• [Task]: Reproduce every line of the material below verbatim, omitting the picture.

• [Entries shown]:

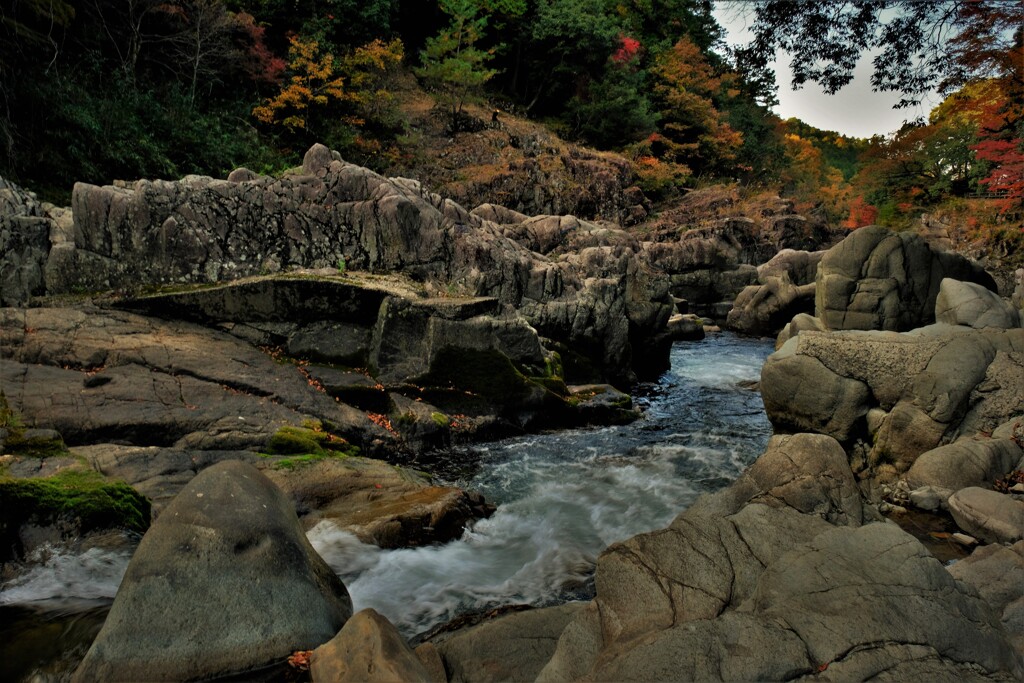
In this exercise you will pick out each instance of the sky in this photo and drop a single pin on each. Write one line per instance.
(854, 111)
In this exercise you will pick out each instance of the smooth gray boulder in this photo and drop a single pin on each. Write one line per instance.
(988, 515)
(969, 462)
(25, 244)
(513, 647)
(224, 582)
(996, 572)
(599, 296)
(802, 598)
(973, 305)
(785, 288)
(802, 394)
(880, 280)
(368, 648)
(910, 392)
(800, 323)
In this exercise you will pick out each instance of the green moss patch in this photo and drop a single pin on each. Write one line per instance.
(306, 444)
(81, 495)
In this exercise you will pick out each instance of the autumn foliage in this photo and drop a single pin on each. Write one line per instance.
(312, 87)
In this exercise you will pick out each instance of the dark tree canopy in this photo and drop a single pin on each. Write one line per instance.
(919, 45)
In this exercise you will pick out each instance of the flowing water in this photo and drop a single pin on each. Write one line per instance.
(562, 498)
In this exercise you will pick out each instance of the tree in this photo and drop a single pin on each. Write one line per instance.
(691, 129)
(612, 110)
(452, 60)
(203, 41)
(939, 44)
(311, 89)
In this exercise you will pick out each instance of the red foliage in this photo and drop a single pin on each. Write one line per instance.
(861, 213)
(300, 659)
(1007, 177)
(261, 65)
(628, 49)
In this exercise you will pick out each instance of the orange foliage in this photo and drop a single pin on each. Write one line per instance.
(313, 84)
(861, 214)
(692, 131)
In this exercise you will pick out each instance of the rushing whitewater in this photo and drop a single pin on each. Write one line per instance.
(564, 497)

• [Answer]:
In this exercise you will pick out each instance of the sky in this photo and drop a single pin on each. Write one line per instance.
(854, 111)
In this exercise you will pick out each instance of the smooth gray boulder in this photo and drop a single pin on each. Write one line per instance.
(988, 515)
(969, 462)
(25, 244)
(513, 647)
(224, 582)
(996, 572)
(599, 296)
(802, 598)
(973, 305)
(785, 288)
(802, 394)
(880, 280)
(368, 648)
(910, 392)
(800, 323)
In this exercise you will pick out each instance of the green moss patch in this photo and drop a single pin on each. Write one line per instance.
(306, 444)
(81, 495)
In this exercise you will pick out each instance of the autumn foliage in this photo and drop a single pin on each. Write one line per instance.
(312, 87)
In this exercise you will pick out each instance of the dark tree canopy in this photo and drop a single pin on each. Write one line per instance.
(919, 45)
In this exercise you will pick out each instance of the flowing water in this photo and drop a single pin on each. Write one line per instance.
(562, 498)
In this exercise you will pick out each instance of the tree in this photo and drop a single pin on each. Write one line per instance.
(691, 129)
(612, 110)
(452, 60)
(203, 41)
(939, 44)
(311, 89)
In this exercise you will pick out each instance of the red foliage in this photo and drop a single pin on each. Write one line per instance.
(861, 213)
(300, 659)
(1007, 177)
(261, 65)
(628, 49)
In this exercise you will pick out each instance of the orange foliage in this photo and drop a single pin on each. Write one line per instance.
(313, 84)
(861, 214)
(692, 131)
In this exercise you will pick out each instance of the rushing whitewater in this photo and drop a single pin on each. Write one line per instance.
(564, 497)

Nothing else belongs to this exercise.